SELECTED TEXT:
The early years of the 'Victoria Park Company' were of mixed fortune. The original plans to develop land in a slightly different area, did not reach complete fruition, largely due to the fraud which led to the Foss v. Harbottle case. A cul-de-sac of villas was built opposite Whitworth Park, and these were later demolished for the construction of the Royal Infirmary. The fraud, or rather a complex connected series of frauds, related to the original development along Moss Lane East. Drainage techniques of the time were insufficient to support the developers' ambitions, and the large tranche of land they owned was not built on until several decades later. Some of the original villas remain on the southern side of Moss Lane East, between Wilmslow Road and Monton Street. They are attractive and spacious buildings.
The focus of the second, successful phase shifted to the better-quality land now known as Victoria Park. Professional people moved into the large houses, and from the earliest days a wide variety of nationalities was represented, notably a wealthy Prussian and Chinese merchant community. It had its own tollgates, walls and police. By 1850 about 50 houses by various architects had been built. Some villas and the sedate atmosphere of the area began to change at the beginning of the 20th century. After a long period of social disintegration, which began as early as 1920, the area has become more established and is now made up of a mixture of university residences, and rented and private accommodation. In March 1972, Manchester City Council designated a Conservation Area in Victoria Park.
The area has over 20 listed buildings and among its many significant buildings is the notable Grade I listed First Church of Christ, Scientist (now the Edgar Wood Centre) in Daisy Bank Road, the work of the Middleton architect Edgar Wood. Also of significance are Summerville on Daisy Bank Road; Hirstwood by Edward Salomons; Alfred Waterhouse's Xaverian College; and St Chrysostom's Church, the Anglican parish church designed by George T Redmayne at the corner of Oxford Place and Anson Road. St Chrysostom's Church backs onto the University of Manchester's oldest hall of residence, Dalton-Ellis Hall. Redmayne was the architect of the original Dalton Hall.
Victoria Park Campus of the university comprises several halls of residence. Among these are St Anselm Hall with Canterbury Court and Pankhurst Court, Dalton-Ellis Hall, Hulme Hall (including Burkhardt House), St Gabriel's Hall and Opal Gardens Hall. St Anselm Hall is the only all-male hall left in the United Kingdom.

INFORMATION SHOWN:

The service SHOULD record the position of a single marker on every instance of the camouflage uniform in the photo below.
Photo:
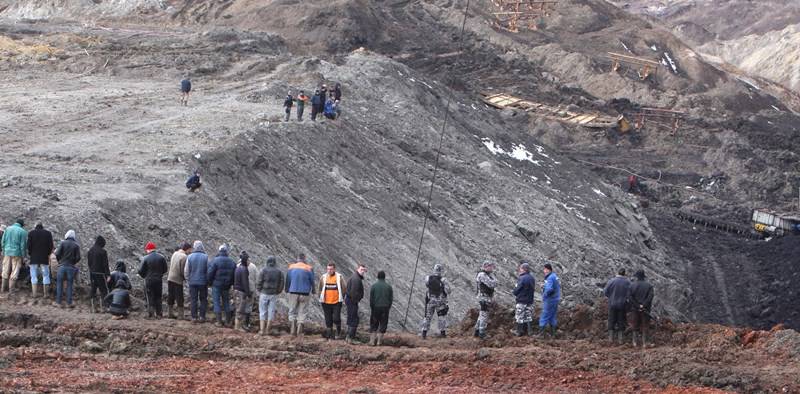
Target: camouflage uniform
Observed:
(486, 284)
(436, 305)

---

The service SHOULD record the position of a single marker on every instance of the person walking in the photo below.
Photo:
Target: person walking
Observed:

...

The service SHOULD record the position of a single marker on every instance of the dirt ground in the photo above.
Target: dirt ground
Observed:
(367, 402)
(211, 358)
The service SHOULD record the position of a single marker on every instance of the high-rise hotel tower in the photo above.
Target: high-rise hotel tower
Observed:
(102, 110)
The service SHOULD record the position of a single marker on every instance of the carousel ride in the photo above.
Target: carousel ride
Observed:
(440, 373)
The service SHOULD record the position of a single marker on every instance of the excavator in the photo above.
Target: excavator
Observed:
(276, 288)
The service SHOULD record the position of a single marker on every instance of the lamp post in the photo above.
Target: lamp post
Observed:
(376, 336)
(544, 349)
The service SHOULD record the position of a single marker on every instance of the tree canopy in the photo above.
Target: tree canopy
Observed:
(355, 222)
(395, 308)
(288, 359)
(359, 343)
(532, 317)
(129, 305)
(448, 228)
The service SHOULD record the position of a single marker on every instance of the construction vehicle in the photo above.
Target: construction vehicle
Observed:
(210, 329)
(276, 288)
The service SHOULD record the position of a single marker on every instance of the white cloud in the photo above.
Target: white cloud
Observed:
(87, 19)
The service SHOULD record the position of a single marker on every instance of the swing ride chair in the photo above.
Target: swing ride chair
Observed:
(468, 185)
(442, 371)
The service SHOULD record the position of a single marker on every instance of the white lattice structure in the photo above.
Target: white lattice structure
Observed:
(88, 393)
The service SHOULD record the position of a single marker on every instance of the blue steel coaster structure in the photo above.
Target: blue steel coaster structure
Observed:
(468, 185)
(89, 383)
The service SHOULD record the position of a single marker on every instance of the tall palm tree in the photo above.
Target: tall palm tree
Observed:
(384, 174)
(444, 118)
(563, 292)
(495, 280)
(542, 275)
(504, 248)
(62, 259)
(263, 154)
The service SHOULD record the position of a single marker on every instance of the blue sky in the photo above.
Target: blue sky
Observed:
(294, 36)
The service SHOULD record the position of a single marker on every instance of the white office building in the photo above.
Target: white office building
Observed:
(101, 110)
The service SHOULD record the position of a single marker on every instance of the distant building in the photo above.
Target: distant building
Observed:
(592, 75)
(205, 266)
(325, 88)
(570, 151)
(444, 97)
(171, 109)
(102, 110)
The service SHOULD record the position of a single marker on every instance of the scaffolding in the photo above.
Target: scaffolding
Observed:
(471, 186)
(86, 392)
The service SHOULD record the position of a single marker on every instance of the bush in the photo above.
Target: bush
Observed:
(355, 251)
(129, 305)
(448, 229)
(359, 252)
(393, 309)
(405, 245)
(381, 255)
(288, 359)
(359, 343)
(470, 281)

WORK TO COMPLETE:
Translate this sentence from the Victoria Park text into Spanish: "By 1850 about 50 houses by various architects had been built."

TASK SOLUTION:
Para 1850 se habían construido unas 50 casas de diversos arquitectos.